§ Objective
In the 1943 letter below, list every specific food or drink the writer names.

§ Document
»»

Lieut. R.S. Yegerlehner USNR
F.P.O. San Fran. Cal.
Oct. 21, 1943
I wrote John & Mark each a letter last night – not much of a letter but I thought possibly they might get a kick out of it and they probably appreciate getting a letter addressed directly to them.
And while writing of appreciation – It’s a word we often use but frequently think of what it means. We possibly never appreciate the things we have until we are removed from them. How much did we appreciate the morning paper? If it were a few hours or even minutes late we had plenty to say. What was our reaction when we couldn’t get a drink of cold water? Was that appreciated then? Understand you don’t have to answer these questions. I’m just trying to point how much we didn’t think of those things. A number of others can be enumerated – pushing the button on the radio and there is the station wanted. Want a strawberry sundae? How about a coke & a hamburger – What are those things? A good warm shower or even
[page 2] a tub bath could be had. And to be sure many varieties of foods. There is always a possibility of too much starch in the finished shirt or a few wrinkles now and then. What a button off a shirt! And yes that light over this chair is not correct and what kind of a chair were you thinking about? That mattress and those springs are a little too hard.

««

§ Excerpted records
»»

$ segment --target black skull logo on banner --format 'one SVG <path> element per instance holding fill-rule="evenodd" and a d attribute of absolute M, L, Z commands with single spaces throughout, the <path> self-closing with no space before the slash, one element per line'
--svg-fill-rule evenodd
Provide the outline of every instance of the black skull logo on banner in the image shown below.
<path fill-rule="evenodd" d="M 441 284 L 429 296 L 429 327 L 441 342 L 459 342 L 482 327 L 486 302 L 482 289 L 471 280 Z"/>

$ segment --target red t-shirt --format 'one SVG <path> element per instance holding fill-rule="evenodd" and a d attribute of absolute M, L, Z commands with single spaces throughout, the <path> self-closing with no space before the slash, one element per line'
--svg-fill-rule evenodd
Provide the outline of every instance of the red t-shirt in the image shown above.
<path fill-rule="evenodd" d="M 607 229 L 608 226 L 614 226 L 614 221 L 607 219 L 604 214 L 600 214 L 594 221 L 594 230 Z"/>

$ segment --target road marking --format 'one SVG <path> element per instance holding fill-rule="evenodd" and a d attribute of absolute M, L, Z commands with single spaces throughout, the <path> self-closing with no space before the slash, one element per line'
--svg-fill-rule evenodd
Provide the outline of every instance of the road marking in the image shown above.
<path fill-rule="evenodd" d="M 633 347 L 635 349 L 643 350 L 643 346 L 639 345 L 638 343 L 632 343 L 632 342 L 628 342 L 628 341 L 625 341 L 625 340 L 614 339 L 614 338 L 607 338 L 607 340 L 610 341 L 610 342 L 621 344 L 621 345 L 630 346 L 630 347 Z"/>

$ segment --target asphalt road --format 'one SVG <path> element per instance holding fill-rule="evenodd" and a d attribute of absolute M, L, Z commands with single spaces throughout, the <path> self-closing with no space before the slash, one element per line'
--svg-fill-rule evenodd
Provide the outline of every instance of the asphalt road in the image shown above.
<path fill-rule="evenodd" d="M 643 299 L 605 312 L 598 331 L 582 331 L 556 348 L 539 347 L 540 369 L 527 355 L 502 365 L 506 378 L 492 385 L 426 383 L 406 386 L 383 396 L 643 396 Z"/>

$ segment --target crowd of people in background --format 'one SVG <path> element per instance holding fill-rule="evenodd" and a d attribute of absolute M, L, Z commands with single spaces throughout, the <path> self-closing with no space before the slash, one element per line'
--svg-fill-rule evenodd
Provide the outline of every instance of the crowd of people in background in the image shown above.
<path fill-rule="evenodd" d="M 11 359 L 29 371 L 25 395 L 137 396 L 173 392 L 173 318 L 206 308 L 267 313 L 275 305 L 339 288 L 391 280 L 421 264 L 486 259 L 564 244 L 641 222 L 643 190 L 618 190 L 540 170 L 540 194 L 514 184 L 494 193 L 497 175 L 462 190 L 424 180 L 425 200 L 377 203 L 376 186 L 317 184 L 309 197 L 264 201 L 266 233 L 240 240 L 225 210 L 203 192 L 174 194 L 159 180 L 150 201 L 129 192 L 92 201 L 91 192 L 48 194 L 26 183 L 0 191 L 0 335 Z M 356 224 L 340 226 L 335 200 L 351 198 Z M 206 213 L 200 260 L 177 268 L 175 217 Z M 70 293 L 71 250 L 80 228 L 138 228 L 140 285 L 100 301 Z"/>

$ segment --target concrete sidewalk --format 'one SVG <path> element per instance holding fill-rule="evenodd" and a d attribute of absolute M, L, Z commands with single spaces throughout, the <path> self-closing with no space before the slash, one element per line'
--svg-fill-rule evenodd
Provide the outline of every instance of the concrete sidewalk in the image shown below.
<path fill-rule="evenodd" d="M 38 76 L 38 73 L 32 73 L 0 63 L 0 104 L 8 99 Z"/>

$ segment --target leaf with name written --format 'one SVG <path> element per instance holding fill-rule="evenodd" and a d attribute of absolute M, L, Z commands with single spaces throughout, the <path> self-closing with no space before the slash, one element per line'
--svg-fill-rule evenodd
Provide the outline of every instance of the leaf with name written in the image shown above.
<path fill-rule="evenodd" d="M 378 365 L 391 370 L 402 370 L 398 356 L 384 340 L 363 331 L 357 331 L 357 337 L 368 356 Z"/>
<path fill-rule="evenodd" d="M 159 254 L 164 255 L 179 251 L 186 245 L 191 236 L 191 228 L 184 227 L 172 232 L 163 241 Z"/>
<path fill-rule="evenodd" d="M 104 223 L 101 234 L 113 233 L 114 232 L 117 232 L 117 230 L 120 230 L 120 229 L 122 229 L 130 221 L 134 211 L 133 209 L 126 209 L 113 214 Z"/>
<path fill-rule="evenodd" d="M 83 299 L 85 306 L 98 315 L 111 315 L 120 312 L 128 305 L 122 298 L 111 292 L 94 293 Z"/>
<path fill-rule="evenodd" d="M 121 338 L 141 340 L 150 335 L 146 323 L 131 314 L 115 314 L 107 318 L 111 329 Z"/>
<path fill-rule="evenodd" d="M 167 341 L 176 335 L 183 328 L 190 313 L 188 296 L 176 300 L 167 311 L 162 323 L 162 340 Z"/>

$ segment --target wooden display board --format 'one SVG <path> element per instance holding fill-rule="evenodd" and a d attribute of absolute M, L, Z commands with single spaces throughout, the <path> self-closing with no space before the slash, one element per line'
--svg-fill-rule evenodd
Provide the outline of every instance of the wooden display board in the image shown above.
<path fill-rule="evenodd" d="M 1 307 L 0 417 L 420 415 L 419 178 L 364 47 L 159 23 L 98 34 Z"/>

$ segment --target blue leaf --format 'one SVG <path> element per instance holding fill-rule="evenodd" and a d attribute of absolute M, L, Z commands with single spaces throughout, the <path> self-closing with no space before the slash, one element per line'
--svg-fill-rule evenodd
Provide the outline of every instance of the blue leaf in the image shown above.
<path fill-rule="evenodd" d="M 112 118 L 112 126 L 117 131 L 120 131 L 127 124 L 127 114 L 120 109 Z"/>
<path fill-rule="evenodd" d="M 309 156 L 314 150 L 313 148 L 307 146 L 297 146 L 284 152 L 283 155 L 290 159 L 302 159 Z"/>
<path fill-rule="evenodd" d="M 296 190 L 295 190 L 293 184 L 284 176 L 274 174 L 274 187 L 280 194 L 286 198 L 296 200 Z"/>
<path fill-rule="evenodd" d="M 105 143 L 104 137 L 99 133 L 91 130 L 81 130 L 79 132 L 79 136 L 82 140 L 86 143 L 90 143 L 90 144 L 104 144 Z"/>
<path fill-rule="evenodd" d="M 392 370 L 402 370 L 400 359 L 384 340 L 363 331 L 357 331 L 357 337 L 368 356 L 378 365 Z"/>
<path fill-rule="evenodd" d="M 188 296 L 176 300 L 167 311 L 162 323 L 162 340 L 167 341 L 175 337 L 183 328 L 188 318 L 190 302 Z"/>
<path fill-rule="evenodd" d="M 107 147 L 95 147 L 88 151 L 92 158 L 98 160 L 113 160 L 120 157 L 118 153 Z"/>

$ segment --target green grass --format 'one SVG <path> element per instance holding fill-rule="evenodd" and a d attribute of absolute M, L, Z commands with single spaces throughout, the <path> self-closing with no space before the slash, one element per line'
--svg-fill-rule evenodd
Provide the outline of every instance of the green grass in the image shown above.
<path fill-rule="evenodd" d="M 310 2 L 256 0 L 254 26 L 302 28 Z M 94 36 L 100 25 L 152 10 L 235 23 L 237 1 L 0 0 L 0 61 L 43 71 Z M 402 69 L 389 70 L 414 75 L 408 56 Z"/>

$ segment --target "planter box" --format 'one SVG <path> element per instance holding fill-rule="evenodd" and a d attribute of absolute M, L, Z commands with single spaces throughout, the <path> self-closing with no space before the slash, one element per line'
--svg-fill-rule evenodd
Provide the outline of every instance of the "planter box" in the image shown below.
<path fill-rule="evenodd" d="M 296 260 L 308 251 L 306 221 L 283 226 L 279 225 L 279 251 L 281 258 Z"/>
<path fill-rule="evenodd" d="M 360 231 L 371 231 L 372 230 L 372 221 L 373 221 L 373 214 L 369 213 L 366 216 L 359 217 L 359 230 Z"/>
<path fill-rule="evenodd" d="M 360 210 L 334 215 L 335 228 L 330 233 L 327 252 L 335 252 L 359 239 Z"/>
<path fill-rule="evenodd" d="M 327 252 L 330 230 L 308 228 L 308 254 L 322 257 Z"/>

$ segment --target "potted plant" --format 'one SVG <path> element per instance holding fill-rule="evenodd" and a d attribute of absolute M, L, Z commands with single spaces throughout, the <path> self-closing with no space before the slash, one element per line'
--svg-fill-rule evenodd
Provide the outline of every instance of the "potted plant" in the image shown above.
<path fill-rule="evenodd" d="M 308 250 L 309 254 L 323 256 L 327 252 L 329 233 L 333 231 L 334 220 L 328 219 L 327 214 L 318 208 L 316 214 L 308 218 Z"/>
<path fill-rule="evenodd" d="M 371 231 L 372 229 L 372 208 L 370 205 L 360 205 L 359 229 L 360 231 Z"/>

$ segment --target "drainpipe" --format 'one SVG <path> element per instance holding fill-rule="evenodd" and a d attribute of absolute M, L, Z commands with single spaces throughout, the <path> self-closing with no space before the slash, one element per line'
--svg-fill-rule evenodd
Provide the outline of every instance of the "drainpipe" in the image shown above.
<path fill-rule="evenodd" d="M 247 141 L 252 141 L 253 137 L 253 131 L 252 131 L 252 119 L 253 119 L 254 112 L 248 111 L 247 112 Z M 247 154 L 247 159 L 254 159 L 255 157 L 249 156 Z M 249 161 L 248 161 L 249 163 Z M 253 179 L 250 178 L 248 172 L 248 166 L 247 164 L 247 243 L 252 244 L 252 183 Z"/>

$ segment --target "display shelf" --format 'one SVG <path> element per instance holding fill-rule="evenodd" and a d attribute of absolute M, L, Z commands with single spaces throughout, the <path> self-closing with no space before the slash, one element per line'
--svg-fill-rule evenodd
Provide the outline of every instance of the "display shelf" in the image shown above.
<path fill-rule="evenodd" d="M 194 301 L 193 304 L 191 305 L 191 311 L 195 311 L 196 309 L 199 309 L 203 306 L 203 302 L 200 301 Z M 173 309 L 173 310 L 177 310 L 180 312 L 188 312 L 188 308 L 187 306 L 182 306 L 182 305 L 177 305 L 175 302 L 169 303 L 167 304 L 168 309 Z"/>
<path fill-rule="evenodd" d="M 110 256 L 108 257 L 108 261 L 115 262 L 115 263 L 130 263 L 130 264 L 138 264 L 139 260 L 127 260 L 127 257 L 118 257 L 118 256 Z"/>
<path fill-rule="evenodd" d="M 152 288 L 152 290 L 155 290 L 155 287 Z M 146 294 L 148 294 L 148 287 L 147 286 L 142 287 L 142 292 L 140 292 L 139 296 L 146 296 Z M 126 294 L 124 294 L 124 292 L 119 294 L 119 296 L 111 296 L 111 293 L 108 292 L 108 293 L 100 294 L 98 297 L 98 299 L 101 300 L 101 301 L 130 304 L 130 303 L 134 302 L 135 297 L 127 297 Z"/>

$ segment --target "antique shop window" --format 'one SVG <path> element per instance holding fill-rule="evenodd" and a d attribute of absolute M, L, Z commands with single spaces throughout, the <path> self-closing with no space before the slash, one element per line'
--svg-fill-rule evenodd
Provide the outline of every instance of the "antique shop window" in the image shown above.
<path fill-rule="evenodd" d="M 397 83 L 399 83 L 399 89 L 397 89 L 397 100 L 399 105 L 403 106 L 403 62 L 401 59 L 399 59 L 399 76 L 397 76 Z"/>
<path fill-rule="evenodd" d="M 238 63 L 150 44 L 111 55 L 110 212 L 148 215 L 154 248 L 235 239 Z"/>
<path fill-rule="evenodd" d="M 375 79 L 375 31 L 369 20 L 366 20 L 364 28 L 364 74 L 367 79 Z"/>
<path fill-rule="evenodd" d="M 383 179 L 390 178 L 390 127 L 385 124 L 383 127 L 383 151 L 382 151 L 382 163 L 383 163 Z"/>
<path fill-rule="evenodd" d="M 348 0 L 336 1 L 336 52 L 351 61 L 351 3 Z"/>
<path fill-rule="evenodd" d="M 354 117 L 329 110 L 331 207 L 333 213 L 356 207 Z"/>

««

§ Answer
- cold water
- strawberry sundae
- coke
- hamburger